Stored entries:
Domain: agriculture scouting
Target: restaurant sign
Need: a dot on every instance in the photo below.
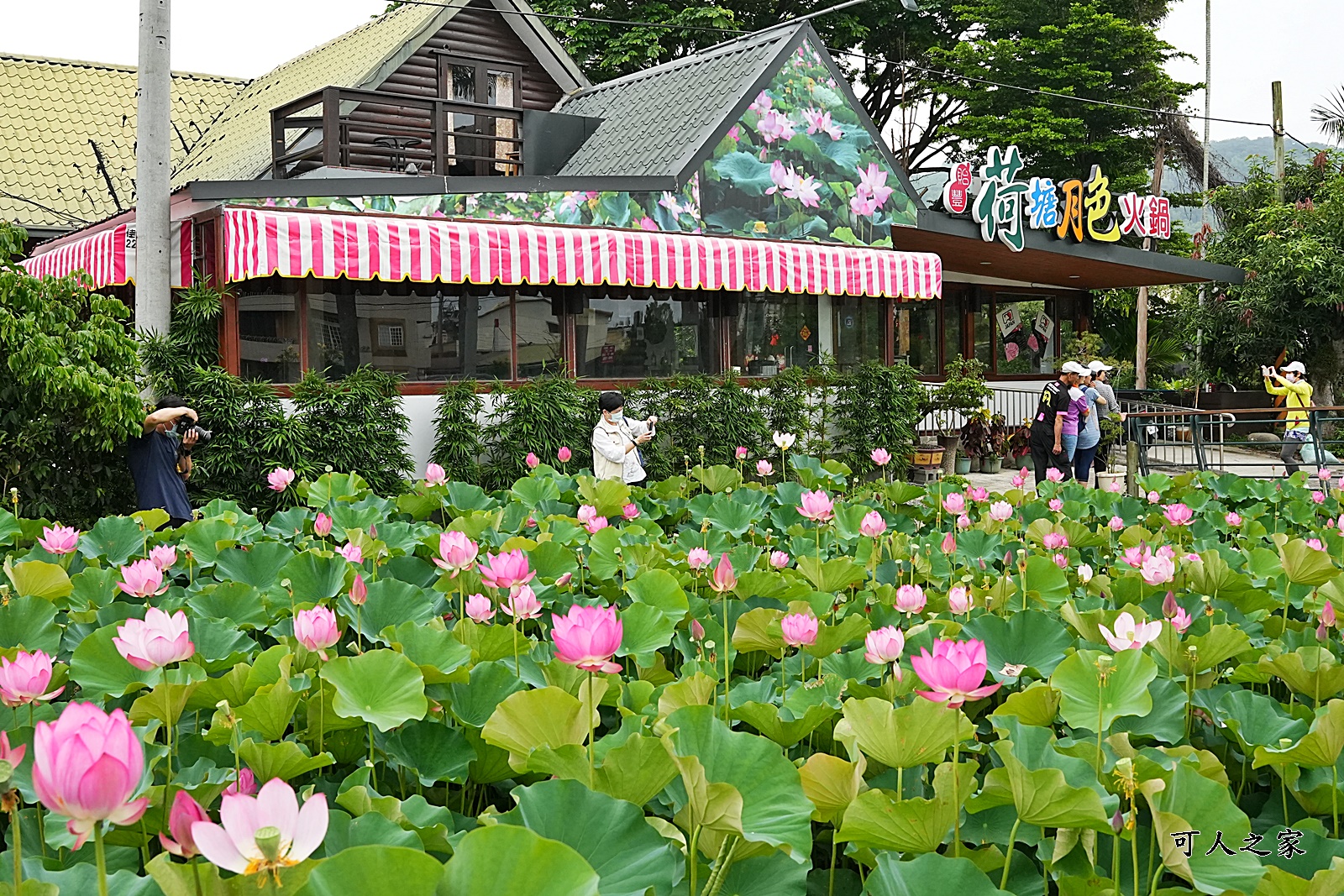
(1075, 208)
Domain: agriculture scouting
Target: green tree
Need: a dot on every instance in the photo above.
(1294, 296)
(67, 392)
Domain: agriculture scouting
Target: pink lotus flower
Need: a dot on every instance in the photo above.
(1128, 634)
(456, 553)
(155, 641)
(586, 638)
(1178, 513)
(264, 833)
(186, 812)
(60, 539)
(723, 577)
(163, 557)
(87, 766)
(911, 600)
(1158, 570)
(816, 506)
(522, 602)
(960, 600)
(479, 609)
(280, 479)
(26, 679)
(873, 524)
(504, 570)
(143, 579)
(316, 629)
(246, 783)
(799, 629)
(885, 645)
(954, 672)
(698, 559)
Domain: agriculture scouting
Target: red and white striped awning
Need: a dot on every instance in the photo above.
(296, 244)
(108, 257)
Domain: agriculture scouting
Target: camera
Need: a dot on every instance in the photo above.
(186, 426)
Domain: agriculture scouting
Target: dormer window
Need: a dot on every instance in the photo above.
(484, 82)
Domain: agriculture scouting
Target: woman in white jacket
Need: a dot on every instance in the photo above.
(617, 439)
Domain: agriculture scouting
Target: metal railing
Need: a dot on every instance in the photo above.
(349, 128)
(1176, 439)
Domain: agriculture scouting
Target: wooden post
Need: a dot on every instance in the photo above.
(1277, 92)
(1142, 307)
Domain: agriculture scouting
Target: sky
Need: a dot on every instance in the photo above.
(1256, 42)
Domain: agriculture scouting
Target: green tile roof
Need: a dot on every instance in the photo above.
(656, 120)
(237, 147)
(57, 118)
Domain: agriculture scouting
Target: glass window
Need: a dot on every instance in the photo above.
(423, 331)
(774, 331)
(917, 336)
(1027, 335)
(268, 331)
(632, 338)
(860, 329)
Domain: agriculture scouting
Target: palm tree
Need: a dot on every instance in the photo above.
(1331, 114)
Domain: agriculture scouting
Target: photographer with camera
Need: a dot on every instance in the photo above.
(1297, 396)
(617, 441)
(160, 458)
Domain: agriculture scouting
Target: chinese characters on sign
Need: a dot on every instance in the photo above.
(1074, 210)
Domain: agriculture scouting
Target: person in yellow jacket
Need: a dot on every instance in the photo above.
(1297, 396)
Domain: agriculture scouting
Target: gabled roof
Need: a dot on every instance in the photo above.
(239, 145)
(67, 136)
(658, 120)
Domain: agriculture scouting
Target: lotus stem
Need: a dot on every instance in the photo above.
(1012, 840)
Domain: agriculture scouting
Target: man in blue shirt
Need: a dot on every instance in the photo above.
(160, 464)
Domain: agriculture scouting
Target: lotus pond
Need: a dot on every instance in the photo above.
(714, 685)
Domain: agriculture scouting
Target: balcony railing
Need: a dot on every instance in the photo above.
(349, 128)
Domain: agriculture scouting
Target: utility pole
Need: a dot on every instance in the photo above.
(154, 170)
(1142, 309)
(1277, 90)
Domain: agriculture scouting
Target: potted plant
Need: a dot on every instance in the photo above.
(960, 396)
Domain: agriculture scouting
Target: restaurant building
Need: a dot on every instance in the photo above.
(443, 194)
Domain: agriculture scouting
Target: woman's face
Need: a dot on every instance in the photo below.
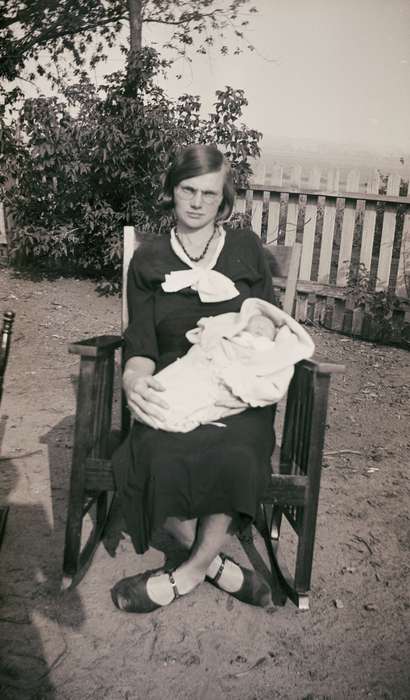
(197, 200)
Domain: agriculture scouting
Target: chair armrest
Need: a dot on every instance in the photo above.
(94, 395)
(97, 346)
(324, 367)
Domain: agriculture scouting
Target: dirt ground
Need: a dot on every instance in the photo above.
(354, 641)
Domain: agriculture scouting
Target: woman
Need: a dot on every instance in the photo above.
(206, 484)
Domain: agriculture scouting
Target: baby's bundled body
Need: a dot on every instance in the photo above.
(236, 360)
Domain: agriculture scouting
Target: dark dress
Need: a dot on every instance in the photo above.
(210, 469)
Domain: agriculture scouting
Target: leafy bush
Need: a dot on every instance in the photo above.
(379, 306)
(85, 165)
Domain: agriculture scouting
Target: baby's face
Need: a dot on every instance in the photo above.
(262, 326)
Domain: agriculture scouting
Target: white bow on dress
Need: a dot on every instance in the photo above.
(212, 286)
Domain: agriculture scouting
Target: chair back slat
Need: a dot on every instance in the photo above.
(131, 243)
(284, 263)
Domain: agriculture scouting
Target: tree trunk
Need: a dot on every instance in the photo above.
(135, 15)
(135, 18)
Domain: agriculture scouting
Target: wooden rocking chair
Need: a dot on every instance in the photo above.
(294, 488)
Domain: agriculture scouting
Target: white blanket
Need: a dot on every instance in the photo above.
(227, 369)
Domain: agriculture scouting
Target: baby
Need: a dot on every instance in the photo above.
(236, 360)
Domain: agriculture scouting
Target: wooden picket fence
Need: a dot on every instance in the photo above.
(340, 232)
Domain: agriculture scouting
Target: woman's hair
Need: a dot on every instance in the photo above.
(199, 159)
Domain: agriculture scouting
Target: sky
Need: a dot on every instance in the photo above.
(334, 71)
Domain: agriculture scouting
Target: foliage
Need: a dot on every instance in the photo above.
(378, 305)
(85, 165)
(71, 36)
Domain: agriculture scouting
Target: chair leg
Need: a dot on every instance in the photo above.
(91, 437)
(269, 527)
(78, 557)
(4, 511)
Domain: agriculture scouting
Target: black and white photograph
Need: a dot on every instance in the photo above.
(204, 349)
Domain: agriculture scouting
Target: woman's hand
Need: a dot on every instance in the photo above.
(144, 397)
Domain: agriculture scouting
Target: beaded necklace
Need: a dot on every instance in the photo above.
(204, 252)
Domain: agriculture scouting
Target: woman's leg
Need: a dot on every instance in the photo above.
(211, 535)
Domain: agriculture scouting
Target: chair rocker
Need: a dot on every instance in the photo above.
(295, 482)
(5, 342)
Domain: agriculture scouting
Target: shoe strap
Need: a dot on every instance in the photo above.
(173, 584)
(220, 570)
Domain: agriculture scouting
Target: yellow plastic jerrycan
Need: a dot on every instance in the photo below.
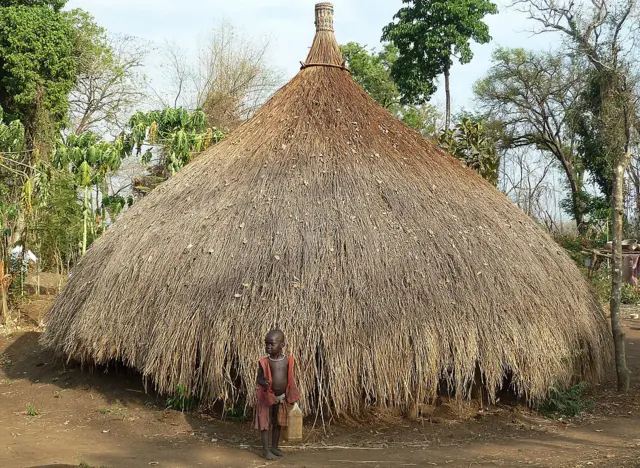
(294, 429)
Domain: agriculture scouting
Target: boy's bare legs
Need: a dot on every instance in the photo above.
(275, 441)
(266, 453)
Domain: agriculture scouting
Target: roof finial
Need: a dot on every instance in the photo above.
(324, 16)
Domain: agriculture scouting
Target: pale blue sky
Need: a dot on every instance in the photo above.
(288, 25)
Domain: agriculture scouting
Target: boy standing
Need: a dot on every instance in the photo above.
(276, 391)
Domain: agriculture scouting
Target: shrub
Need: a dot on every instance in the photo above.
(570, 402)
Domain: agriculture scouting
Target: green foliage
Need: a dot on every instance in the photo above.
(11, 135)
(56, 5)
(89, 158)
(31, 410)
(372, 70)
(57, 227)
(470, 143)
(38, 69)
(602, 137)
(180, 401)
(178, 132)
(427, 34)
(629, 294)
(569, 403)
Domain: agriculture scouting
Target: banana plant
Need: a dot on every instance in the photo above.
(90, 160)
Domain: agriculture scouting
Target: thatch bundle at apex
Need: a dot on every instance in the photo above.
(390, 266)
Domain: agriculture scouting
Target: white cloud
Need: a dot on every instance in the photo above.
(288, 24)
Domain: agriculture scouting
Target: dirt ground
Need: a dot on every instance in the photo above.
(52, 415)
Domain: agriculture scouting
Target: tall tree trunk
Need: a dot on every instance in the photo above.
(85, 220)
(578, 215)
(447, 90)
(616, 276)
(4, 293)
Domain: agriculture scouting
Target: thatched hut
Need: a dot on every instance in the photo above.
(394, 270)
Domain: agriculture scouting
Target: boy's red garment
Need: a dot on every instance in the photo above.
(266, 398)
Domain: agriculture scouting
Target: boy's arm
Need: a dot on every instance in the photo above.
(261, 380)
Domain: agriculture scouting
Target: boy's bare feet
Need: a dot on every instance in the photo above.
(269, 456)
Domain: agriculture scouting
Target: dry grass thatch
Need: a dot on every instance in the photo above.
(389, 265)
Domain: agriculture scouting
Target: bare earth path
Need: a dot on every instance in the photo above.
(107, 420)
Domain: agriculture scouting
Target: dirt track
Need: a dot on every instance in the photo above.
(107, 420)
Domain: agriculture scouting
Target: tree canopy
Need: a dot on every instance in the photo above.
(38, 69)
(427, 34)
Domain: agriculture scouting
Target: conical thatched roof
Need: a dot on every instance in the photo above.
(389, 265)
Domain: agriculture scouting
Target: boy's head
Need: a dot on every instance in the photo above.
(274, 343)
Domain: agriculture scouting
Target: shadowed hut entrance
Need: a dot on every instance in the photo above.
(390, 266)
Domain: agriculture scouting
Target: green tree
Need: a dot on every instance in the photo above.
(428, 33)
(90, 160)
(56, 5)
(38, 69)
(533, 94)
(12, 176)
(604, 33)
(471, 143)
(372, 70)
(178, 133)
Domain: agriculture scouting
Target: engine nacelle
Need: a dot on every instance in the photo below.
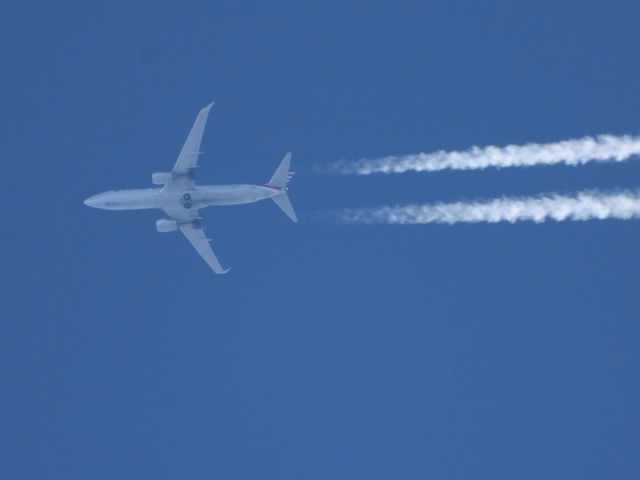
(161, 178)
(165, 225)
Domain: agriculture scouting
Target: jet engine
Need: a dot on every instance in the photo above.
(166, 225)
(161, 178)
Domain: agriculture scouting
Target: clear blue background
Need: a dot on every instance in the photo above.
(472, 351)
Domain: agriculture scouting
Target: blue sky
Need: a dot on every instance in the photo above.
(467, 351)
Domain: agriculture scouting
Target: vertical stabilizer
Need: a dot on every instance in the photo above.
(282, 175)
(282, 200)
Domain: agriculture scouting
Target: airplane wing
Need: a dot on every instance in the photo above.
(195, 234)
(187, 162)
(189, 224)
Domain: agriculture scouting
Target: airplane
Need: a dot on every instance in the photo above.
(181, 199)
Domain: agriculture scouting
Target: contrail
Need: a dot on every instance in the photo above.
(603, 148)
(622, 205)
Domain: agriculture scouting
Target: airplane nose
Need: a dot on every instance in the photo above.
(91, 201)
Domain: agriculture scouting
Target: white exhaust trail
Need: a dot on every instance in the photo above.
(624, 205)
(603, 148)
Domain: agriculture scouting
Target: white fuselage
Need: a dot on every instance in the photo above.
(197, 197)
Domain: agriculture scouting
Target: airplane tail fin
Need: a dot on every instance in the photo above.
(282, 200)
(282, 175)
(280, 180)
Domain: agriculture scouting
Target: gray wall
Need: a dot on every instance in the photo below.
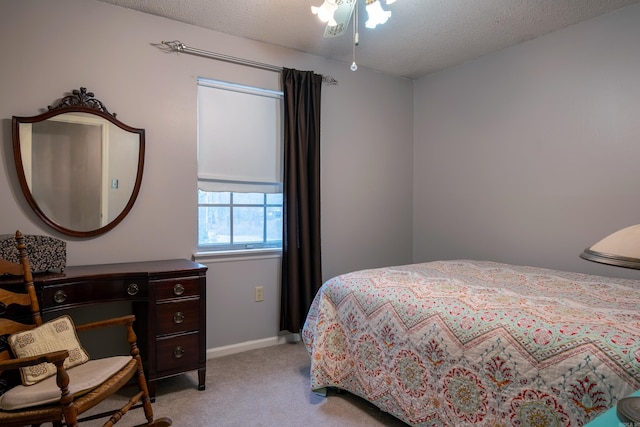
(530, 154)
(49, 48)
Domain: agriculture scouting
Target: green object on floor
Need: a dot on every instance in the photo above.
(610, 418)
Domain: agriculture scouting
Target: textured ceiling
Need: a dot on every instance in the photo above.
(421, 37)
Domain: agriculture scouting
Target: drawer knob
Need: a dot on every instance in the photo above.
(60, 296)
(178, 289)
(178, 317)
(133, 289)
(178, 352)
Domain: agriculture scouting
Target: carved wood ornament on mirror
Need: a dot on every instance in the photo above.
(79, 167)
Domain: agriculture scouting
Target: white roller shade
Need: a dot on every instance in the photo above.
(239, 138)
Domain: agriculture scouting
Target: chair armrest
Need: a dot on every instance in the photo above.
(54, 357)
(124, 320)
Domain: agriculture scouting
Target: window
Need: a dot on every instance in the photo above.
(239, 167)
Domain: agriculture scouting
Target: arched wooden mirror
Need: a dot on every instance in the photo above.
(79, 167)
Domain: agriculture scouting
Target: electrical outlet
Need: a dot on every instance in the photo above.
(259, 293)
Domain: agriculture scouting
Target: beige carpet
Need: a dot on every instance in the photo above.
(265, 387)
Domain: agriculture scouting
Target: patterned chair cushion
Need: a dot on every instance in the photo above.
(57, 334)
(82, 379)
(45, 252)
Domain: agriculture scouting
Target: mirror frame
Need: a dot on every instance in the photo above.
(80, 101)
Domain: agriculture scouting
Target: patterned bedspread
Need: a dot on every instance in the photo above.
(462, 343)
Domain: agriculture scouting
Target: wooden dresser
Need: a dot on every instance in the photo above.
(168, 298)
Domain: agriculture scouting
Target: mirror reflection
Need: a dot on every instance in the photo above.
(79, 167)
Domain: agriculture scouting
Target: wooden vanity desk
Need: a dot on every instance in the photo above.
(168, 299)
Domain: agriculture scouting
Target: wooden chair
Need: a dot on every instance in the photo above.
(19, 312)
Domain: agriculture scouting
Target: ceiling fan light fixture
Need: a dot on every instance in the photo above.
(377, 15)
(326, 12)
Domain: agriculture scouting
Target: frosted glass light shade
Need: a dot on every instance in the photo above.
(326, 12)
(621, 249)
(377, 15)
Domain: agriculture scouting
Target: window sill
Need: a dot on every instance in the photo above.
(237, 255)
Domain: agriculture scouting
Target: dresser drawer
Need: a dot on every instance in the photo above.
(71, 294)
(177, 352)
(176, 288)
(178, 316)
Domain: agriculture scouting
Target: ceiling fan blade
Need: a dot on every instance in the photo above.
(342, 16)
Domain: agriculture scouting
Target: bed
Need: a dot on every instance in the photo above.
(477, 343)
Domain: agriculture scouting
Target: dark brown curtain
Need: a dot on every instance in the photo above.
(301, 261)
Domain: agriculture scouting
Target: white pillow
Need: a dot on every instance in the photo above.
(56, 334)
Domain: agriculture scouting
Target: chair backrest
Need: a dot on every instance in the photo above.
(19, 308)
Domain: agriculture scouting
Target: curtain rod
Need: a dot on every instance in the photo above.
(178, 46)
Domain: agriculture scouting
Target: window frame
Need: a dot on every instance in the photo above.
(266, 205)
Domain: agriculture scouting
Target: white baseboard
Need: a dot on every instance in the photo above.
(226, 350)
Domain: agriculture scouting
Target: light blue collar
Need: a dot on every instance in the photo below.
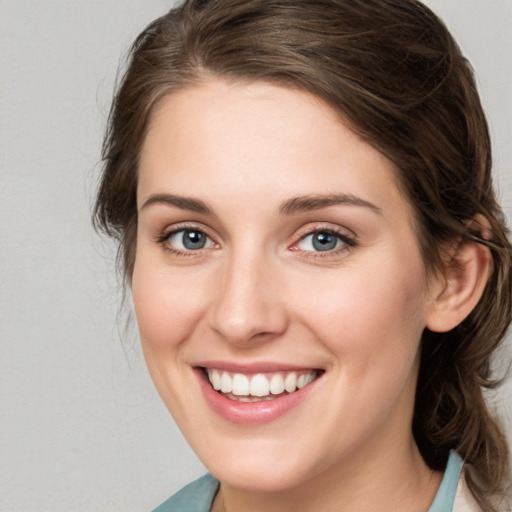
(445, 496)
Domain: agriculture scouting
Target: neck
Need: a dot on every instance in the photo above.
(398, 480)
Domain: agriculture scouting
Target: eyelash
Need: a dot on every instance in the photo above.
(348, 242)
(163, 240)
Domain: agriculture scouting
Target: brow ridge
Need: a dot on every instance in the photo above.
(306, 203)
(185, 203)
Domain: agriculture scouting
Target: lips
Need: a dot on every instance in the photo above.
(262, 386)
(254, 395)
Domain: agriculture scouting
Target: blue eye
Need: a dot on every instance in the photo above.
(189, 240)
(323, 241)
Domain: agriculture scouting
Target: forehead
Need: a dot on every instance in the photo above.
(231, 140)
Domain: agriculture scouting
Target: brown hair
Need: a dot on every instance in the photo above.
(395, 75)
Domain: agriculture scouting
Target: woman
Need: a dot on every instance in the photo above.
(319, 267)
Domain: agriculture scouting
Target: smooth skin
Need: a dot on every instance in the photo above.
(221, 168)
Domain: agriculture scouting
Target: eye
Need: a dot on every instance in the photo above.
(324, 241)
(189, 240)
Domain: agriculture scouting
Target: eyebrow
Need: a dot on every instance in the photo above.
(185, 203)
(294, 205)
(316, 202)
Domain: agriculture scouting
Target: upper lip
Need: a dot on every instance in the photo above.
(252, 368)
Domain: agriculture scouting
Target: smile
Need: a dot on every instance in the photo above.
(258, 387)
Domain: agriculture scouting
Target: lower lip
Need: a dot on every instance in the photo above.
(251, 413)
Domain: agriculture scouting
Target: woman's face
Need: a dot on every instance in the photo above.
(276, 252)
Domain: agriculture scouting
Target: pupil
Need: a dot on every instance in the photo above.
(324, 241)
(193, 240)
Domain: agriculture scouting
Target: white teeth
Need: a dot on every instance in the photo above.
(290, 383)
(259, 385)
(241, 385)
(226, 384)
(215, 379)
(277, 384)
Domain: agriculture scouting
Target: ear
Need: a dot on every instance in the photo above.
(462, 282)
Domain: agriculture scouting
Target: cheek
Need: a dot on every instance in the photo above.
(167, 306)
(374, 313)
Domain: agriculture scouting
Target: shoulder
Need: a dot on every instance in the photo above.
(195, 497)
(464, 501)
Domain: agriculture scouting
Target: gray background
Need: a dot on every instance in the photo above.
(81, 427)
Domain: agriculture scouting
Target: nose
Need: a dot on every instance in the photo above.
(248, 305)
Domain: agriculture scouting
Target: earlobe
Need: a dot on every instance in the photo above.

What to do
From the entries above, collect every line with the string "airplane" in it.

Result for this exercise
Target: airplane wing
Target: airplane
Target: airplane nose
Target: airplane tail fin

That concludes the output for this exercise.